* Begin Exercise material *

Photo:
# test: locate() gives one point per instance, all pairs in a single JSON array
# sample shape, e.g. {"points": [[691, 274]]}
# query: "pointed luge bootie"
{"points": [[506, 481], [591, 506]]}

* End Exercise material *

_Work required_
Swap "bootie" for "slipper" throughout the records above and write them out again, leaving everything else as it is.

_Finished task_
Photo:
# test: locate() gives one point per instance, all pairs in a single JSON array
# sample shape, e.g. {"points": [[691, 274]]}
# query: "pointed luge slipper"
{"points": [[506, 481], [591, 506]]}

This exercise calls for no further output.